- **ASSIGNED TASK 1**
Decide whether each statement agrees with the excerpt on emerging IoT threats, answering yes or no and quoting the deciding words exactly. (a) In 2015, phishing emails led to 80,000 homes in Ukraine losing power. (b) The driver-system interface of the TPMS gives the driver details that can confirm whether a warning is genuine. (c) The 2014 attack on a German steel mill was carried out through a watering hole attack.
- **ASSIGNED TASK 2**
In the excerpt on emerging IoT threats, reproduce word for word the stretch from "While the potential" through "of Ukraine [69].".

- **DOCUMENT EXCERPT**
* * * * *

5 Open Research Challenges

5.1 Emerging Threats in the Internet of Everything

Historically, semantic attack exploits in computer systems were limited to traditional Internet communications such as messaging and web application platforms. However, in IoT, the threat landscape includes vehicles, industrial control systems, and even smart home appliances. The result of this is that the impact is not limited to cyberspace (such as stealing information, compromising a system, crashing a web service etc.), but is branching into physical space too. Early examples can be observed through physical damage dealt by malware in manufacturing plants, rail signalling, water treatment plants and even nuclear facilities. We anticipate that cyber-physical systems, such as industrial control systems and vehicles, will soon become realistic targets for user deception. The potential impact in physical space makes them attractive targets, and the limited diversity of human-system interaction, makes it difficult for the users to detect misbehaviour. For instance, consider the Tire Pressure Monitoring System (TPMS) on a modern automobile. It consists of a sensor inside the tire, which monitors tire pressure and periodically transmits that data wirelessly to an electronic control unit (ECU) on the in-vehicle network of the automobile. If the tire pressure is below a threshold, this is displayed on the driver’s dashboard as a tire pressure warning. Rouf et al. [68] have shown from as early as 2010 that spoofing these messages can be relatively straightforward. So, an attacker can wirelessly transmit fake TPMS data to the ECU and trigger a fraudulent warning. The driver-system interface does not provide anything more than a visual display of the warning. So, there is no way for the driver to tell that this is a deception attempt rather than a legitimate safety issue, and as such will probably decide to pull over as soon as possible.

While the potential of attacks on vehicles captures the public’s interest, it is cyber-physical systems in industrial control that have been targeted several times in high-profile incidents in the past. The exploitation was almost always highly technical, but usually the initial point of entry was standard spear-phishing and in some cases watering hole attacks. In 2014, a German steel mill was attacked via spear-phishing, with the aim to capture user credentials, gain access to the back office and from there to the control network, ultimately damaging a blast furnace. In 2015, 80,000 homes in Ukraine lost power when phishing emails deceived employees of the electricity provider into clicking on an attachment in an email, purportedly from the Prime Minister of Ukraine [69].

Smart home IoT systems also constitute attractive targets as deception devices. Most commonly, they involve access to cloud, voice-activated artificial intelligence (such as Alexa or Siri) and workflow automation services, such as IFTTT and Stringify. Each one of these can be compromised by deceiving a user or with the purpose to deceive a user. A simple example would be to inject audio commands (e.g. “Alexa, purchase item X”) in an audio or video file sent to a user via email. In fact, a similar incident (albeit not an attack by design) occurred in 2016, when a 6-year old girl asked Alexa Can you play dollhouse with me and get me a dollhouse? and Alexa actually did order a $160 dollhouse. Then, when a news presenter repeated this on TV while covering the story, several Amazon Echos in people’s homes attempted to order further dollhouses. At the same time, any breach of confidentiality relating to the smart home can lead to breach of physical privacy and thus be useful information in the hands of attackers building a picture about a household’s pattern of life. Data sniffed from sensors or smart meters can tell when someone is in or out during the week, and even how they look or sound like if their Internet-connected camera is compromised. The impact can be further accentuated if the breach of privacy extends to users’ smart wearables, especially when they relate to health, as attackers can use information on likely medical conditions to target them convincingly. Consider the impact that ransomware would have if it were designed for wearable or implantable medical devices. Protecting against semantic attacks in cyber-physical context has not been explored yet.

* * * * *

Items from a data source:
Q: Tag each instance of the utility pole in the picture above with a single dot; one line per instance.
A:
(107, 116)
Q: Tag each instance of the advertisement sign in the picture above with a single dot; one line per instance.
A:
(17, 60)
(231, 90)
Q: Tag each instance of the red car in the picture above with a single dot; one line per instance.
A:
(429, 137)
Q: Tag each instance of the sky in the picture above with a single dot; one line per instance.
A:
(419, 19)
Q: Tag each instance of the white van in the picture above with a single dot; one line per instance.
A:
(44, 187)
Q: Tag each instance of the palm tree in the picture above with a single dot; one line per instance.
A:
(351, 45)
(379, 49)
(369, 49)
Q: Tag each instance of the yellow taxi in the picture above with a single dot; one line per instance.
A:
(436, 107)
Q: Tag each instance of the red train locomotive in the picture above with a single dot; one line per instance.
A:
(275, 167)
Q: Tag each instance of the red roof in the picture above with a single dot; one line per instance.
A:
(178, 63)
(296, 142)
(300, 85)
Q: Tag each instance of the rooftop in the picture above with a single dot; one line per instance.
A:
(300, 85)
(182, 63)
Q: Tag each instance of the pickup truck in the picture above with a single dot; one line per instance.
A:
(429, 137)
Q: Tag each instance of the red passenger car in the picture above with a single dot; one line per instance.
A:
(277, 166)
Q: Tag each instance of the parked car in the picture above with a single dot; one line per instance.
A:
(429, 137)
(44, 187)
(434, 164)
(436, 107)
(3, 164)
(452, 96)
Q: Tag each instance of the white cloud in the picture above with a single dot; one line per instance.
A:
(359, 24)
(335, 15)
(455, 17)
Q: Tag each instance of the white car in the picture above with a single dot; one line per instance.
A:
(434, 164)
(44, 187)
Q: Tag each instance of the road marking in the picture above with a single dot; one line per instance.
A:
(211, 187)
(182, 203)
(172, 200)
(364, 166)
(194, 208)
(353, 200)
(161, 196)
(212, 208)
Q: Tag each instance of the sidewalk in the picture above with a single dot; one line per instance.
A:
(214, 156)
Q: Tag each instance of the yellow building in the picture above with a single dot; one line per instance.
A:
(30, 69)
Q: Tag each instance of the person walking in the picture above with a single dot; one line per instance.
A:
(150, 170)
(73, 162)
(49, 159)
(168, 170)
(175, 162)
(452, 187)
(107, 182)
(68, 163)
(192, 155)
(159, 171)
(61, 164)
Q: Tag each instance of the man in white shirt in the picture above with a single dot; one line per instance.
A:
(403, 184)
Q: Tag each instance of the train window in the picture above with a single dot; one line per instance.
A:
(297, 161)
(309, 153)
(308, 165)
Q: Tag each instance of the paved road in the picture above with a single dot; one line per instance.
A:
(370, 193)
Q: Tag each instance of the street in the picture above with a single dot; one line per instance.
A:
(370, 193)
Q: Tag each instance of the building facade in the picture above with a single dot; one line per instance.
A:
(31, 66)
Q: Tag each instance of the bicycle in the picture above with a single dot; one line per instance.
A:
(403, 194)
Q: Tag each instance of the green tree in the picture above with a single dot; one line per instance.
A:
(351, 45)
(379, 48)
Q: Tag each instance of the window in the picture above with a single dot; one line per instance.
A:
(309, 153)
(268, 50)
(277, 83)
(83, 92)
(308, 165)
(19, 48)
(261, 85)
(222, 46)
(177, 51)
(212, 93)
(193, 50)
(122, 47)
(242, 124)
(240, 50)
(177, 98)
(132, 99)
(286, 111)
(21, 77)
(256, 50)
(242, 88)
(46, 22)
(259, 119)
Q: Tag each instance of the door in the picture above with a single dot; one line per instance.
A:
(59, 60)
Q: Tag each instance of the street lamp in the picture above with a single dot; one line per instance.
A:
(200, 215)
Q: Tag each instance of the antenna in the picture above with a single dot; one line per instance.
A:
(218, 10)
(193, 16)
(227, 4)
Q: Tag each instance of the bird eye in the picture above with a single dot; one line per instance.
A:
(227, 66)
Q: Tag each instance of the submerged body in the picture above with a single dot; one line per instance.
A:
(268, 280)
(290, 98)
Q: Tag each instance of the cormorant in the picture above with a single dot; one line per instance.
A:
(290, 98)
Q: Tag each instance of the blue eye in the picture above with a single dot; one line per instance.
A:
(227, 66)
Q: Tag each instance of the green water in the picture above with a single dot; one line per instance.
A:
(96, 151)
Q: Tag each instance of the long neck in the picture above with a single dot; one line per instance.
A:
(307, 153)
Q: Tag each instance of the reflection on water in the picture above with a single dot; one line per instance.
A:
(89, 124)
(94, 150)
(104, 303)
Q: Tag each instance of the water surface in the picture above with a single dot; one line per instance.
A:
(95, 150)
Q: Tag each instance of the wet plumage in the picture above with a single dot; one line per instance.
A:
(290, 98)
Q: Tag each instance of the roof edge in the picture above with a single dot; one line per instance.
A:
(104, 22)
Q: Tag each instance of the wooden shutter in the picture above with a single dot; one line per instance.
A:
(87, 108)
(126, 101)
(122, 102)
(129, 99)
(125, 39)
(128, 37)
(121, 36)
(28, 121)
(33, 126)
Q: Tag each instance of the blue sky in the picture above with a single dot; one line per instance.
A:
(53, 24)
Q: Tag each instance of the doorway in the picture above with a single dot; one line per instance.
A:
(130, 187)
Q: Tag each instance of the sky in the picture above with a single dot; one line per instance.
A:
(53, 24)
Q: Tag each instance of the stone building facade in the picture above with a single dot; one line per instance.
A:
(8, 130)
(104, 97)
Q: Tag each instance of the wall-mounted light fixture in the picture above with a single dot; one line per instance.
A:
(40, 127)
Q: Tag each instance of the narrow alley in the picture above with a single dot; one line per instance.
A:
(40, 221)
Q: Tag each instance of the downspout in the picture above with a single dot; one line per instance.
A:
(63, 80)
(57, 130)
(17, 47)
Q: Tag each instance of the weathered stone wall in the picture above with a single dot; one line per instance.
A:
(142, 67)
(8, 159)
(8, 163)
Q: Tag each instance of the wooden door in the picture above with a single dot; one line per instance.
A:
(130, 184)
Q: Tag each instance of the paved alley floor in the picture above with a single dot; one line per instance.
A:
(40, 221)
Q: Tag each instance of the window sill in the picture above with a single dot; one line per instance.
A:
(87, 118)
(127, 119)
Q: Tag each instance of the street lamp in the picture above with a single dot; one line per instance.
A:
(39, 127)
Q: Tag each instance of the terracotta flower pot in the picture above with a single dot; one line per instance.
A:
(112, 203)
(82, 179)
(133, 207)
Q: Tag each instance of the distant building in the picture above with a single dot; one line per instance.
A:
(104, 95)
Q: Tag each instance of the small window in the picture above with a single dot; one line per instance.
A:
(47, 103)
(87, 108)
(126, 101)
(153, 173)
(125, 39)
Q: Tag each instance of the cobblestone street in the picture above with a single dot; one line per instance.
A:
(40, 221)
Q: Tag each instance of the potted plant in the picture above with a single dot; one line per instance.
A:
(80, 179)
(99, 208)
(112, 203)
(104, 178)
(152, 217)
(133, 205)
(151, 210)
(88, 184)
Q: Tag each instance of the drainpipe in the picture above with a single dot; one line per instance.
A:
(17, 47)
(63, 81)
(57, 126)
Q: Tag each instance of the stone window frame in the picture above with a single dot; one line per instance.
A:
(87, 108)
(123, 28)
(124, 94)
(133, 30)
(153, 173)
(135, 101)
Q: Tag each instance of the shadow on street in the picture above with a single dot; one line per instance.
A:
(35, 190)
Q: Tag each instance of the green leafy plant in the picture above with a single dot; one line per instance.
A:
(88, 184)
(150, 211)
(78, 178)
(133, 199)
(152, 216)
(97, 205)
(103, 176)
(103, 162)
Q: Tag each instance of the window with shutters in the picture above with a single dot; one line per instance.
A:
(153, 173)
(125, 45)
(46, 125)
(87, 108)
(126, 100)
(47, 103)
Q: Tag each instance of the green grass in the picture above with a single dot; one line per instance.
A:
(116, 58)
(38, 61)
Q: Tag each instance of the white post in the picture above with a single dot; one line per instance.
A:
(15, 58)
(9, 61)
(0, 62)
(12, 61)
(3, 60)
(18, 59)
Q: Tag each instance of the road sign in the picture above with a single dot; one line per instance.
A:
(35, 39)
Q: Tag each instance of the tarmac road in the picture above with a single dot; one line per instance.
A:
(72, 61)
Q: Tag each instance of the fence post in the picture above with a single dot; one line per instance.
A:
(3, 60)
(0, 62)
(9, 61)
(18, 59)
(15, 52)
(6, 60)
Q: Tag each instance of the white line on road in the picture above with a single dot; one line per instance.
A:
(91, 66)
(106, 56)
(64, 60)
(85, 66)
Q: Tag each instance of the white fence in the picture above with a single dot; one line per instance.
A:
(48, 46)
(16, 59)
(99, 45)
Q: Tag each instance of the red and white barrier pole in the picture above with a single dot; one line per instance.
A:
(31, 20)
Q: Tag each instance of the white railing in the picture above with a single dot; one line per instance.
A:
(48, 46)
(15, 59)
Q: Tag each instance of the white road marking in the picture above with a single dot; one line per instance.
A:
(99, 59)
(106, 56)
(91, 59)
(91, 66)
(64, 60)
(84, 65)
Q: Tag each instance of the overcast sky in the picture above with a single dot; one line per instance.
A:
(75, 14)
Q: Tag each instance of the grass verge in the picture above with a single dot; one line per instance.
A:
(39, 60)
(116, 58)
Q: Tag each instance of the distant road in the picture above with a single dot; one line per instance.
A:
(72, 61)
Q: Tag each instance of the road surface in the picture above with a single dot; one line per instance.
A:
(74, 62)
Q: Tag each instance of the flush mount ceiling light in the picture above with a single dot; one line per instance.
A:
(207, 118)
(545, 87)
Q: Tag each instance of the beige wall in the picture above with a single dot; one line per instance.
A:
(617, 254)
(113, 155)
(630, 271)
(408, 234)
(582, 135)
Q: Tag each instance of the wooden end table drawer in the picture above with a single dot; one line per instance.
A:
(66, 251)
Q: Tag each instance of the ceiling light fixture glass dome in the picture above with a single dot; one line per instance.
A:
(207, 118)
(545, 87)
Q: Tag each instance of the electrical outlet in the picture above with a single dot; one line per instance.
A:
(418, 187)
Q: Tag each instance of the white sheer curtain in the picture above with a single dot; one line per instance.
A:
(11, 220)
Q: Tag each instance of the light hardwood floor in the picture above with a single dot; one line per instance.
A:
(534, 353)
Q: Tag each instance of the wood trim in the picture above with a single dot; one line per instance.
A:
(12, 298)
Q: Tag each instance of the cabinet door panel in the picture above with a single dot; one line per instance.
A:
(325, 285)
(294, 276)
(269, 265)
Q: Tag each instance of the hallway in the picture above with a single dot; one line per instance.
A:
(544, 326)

* * * * *

- **RESPONSE 1**
(a) Yes: "In 2015, 80,000 homes in Ukraine lost power when phishing emails deceived employees of the electricity provider into clicking on an attachment in an email"
(b) No: "The driver-system interface does not provide anything more than a visual display of the warning."
(c) No: "In 2014, a German steel mill was attacked via spear-phishing"

- **RESPONSE 2**
While the potential of attacks on vehicles captures the public’s interest, it is cyber-physical systems in industrial control that have been targeted several times in high-profile incidents in the past. The exploitation was almost always highly technical, but usually the initial point of entry was standard spear-phishing and in some cases watering hole attacks. In 2014, a German steel mill was attacked via spear-phishing, with the aim to capture user credentials, gain access to the back office and from there to the control network, ultimately damaging a blast furnace. In 2015, 80,000 homes in Ukraine lost power when phishing emails deceived employees of the electricity provider into clicking on an attachment in an email, purportedly from the Prime Minister of Ukraine [69].